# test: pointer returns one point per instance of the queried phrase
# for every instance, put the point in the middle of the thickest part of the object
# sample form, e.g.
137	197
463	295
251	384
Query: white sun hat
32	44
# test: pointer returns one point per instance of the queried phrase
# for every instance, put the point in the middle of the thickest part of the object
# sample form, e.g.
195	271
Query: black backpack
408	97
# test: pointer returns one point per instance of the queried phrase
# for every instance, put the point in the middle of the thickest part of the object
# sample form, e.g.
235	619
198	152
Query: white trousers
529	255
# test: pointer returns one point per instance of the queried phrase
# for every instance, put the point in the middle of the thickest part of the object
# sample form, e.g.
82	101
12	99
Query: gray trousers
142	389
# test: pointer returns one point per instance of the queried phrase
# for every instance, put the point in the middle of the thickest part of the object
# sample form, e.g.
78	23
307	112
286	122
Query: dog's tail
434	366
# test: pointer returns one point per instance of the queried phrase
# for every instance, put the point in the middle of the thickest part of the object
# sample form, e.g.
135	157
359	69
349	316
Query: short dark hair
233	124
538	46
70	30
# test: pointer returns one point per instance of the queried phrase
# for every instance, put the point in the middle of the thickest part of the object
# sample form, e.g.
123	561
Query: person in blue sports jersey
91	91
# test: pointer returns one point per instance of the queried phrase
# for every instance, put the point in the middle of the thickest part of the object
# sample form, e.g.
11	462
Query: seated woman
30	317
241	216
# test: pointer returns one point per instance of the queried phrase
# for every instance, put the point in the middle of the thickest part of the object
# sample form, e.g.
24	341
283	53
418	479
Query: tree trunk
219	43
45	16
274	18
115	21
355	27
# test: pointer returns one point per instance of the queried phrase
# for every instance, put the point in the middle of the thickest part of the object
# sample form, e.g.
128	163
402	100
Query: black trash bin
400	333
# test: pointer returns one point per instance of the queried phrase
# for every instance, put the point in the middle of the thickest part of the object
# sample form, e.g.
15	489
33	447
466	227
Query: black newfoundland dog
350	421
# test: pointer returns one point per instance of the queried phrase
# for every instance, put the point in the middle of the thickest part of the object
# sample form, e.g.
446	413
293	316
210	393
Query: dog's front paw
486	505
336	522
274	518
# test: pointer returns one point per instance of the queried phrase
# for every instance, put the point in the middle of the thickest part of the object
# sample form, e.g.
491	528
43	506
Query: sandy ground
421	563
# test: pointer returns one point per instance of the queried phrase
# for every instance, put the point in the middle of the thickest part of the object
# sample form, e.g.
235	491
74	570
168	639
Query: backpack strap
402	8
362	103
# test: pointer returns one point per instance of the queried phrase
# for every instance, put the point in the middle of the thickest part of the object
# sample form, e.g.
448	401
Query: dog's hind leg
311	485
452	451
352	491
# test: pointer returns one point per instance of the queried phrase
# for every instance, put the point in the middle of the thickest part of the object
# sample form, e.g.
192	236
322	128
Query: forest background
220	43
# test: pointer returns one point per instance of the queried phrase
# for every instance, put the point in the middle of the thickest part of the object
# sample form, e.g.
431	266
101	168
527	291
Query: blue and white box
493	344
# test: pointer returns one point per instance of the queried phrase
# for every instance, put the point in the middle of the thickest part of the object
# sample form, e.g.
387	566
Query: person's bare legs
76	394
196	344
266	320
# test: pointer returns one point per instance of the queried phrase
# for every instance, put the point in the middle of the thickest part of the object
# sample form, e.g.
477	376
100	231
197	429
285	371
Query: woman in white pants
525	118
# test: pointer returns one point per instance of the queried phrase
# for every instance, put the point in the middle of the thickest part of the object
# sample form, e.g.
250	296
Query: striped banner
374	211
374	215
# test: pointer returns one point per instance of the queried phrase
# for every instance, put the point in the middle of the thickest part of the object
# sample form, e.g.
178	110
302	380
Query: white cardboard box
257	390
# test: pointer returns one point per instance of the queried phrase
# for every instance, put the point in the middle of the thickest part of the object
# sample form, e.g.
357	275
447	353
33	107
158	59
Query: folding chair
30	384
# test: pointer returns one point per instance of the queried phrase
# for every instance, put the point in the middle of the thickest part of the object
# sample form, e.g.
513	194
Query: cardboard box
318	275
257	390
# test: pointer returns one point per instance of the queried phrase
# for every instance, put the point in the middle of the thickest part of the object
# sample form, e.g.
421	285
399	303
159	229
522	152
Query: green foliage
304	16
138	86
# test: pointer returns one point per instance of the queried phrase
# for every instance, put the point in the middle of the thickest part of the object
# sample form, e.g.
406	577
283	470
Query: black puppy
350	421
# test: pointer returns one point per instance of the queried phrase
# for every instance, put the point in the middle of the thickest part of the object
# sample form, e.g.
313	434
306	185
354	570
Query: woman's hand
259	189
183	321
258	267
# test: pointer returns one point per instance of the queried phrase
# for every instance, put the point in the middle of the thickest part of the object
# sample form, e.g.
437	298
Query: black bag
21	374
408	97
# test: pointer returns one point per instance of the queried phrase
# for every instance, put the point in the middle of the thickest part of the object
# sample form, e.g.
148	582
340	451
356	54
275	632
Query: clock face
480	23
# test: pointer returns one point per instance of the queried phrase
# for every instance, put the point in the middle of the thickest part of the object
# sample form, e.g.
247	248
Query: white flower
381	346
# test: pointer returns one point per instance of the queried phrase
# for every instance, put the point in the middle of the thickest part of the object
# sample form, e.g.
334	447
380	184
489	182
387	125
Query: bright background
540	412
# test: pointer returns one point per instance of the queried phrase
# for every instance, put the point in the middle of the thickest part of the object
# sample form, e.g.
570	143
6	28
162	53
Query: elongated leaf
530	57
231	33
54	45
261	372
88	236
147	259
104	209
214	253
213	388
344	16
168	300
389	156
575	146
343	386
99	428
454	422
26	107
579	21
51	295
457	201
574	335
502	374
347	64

------

A verbatim output of all the data above is needed.

■ Written solution
# test: pointer returns one point per instance of the queried phrase
# for every instance, put the point in the middle of the thickest part of the object
# sample form, e.g.
137	197
463	295
251	384
Query: white sun hat
32	44
# test: pointer returns one point per instance of the queried phrase
# for every instance, put the point in the middle of the thickest part of the object
# sample form, e.g.
195	271
Query: black backpack
408	97
# test: pointer returns one point per instance of the queried phrase
# for every instance, put the point in the middle of the thickest part of the object
# sample form, e.g.
235	619
198	152
Query: white trousers
529	255
# test: pointer returns one point per instance of the queried phrase
# for every instance, put the point in the middle of the thickest part of the object
# sample form, e.g.
82	101
12	99
Query: gray trousers
142	389
# test: pointer returns one point per instance of the queried phrase
# for every instance, put the point in the middle of the thickest part of the object
# sample form, e.g.
78	23
307	112
286	122
Query: dog's tail
434	366
# test: pointer returns one point per instance of the queried phrase
# for every instance, put the point in the middle of the thickest part of the object
# sample form, e.g.
135	157
359	69
349	316
Query: short dark hair
233	124
538	46
70	30
# test: pointer returns one point per instance of the queried phrase
# for every instance, put the point in the middle of the thickest part of the object
# sample form, e.g.
123	561
Query: person in blue sports jersey
91	91
# test: pointer returns one point per instance of the queried phrase
# for every instance, put the point in the middle of the thickest part of the object
# sample form, e.g.
11	462
Query: seated woman
30	317
241	216
# test: pointer returns one point per instance of the queried phrase
# for every instance, put the point in the middle of the thickest part of the object
# sample form, e.g.
24	341
283	53
418	479
Query: tree trunk
219	43
45	16
274	18
115	21
355	27
# test: pointer returns one point per instance of the queried phrase
# for every instance, put the point in the middle of the thickest part of the object
# sample form, e.g.
128	163
402	100
Query: black trash bin
400	333
# test: pointer returns one point per instance of the queried phrase
# for every instance, put the point in the middle of the thickest part of the object
# sample form, e.g.
15	489
33	447
466	227
Query: black newfoundland dog
350	421
# test: pointer returns one point per instance of the queried phrase
# for every instance, put the point in the middle of the thickest part of the object
# sample form, e.g.
446	413
293	316
210	393
Query: dog's front paw
486	505
336	522
274	518
# test: pointer returns one point per instance of the queried phrase
# for every instance, put the point in the middle of the thickest part of the object
# sample form, e.g.
491	528
43	506
Query: sandy ground
421	563
# test: pointer returns one point per instance of the queried phrase
# for every instance, put the point in the middle of the thickest part of the object
# sample form, e.g.
235	491
74	570
168	639
Query: backpack strap
402	8
362	103
# test: pointer returns one point per instance of the queried phrase
# for every instance, put the point in the middle of the thickest part of the object
# sample form, e.g.
448	401
Query: dog's hind leg
311	485
452	451
352	491
# test: pointer returns one point per instance of the queried phrase
# for every instance, put the point in the middle of the thickest part of the object
# sample form, e.g.
192	236
322	128
Query: forest background
220	43
# test: pointer returns one point per instance of the queried phrase
# for every instance, put the point in the middle of the thickest part of the object
# sample form, e.g.
431	266
101	168
527	291
Query: blue and white box
493	344
# test: pointer returns one point per instance of the queried phrase
# for every instance, put the point in the middle of the thickest part of the object
# sample form, e.g.
387	566
Query: person's bare legs
76	394
196	344
266	320
# test: pointer returns one point per instance of the queried phrase
# for every instance, put the point in the middle of the thickest part of the object
# sample form, e.g.
477	376
100	231
197	429
285	371
Query: woman in white pants
525	118
# test: pointer returns one point per instance of the queried phrase
# for every instance, put the point in the middle of the thickest part of the object
# sample form, e.g.
250	296
Query: striped banner
374	211
374	215
# test: pointer returns one point per instance of the queried phrase
# for every instance, put the point in the middle of the thickest part of the object
# sample form, e.g.
178	110
302	380
Query: white cardboard box
257	390
# test: pointer returns one point per instance of the queried phrase
# for every instance, put the point in the middle of the thickest part of the object
# sample form, e.g.
357	275
447	353
33	107
158	59
Query: folding chair
30	384
# test: pointer returns one point per instance of the queried phrase
# for every instance, put the point in the middle of the thickest part of the object
# sample form, e.g.
513	194
Query: cardboard box
318	275
257	390
# test: pointer returns one point per instance of the queried phrase
# for every instance, put the point in the middle of the thickest part of the object
# sample form, e.g.
421	285
399	303
159	229
522	152
Query: green foliage
304	16
138	86
# test: pointer returns one point per instance of the queried phrase
# for every instance, put the point in the middle of the thickest part of the object
# sample form, e.g.
406	577
283	470
Query: black puppy
350	421
# test: pointer returns one point per instance of the queried phrase
# for every instance, put the point in the middle of the thickest part of the object
# sample form, e.g.
313	434
306	185
354	570
Query: woman's hand
259	189
183	321
258	267
# test: pointer returns one point per instance of the queried phrase
# for every instance, put the point in the middle of the thickest part of the object
# sample form, e.g.
437	298
Query: black bag
21	374
408	97
# test: pointer returns one point per instance of the queried phrase
# for every instance, put the point in the middle of the thickest part of the object
# sample form, e.g.
148	582
340	451
356	54
275	632
Query: clock face
480	23
# test: pointer returns one point per instance of the queried phrase
# for every instance, put the point in the middle of the thickest part of the object
# sample form, e.g.
247	248
Query: white flower
381	346
# test: pointer returns one point per instance of the queried phrase
# for every instance, put the point in the middle of the thickest part of the object
# sample form, e.g.
334	447
380	184
489	182
387	125
Query: bright background
540	412
# test: pointer returns one point per instance of the queried phrase
# for every instance, put the point in the middle of the thickest part of the object
# sample form, e.g.
570	143
6	28
162	53
Query: elongated leaf
530	57
231	33
54	45
261	372
88	236
147	259
104	209
214	253
213	388
344	16
168	300
389	156
575	146
343	386
99	428
454	422
26	107
579	21
51	295
457	201
574	335
502	374
347	64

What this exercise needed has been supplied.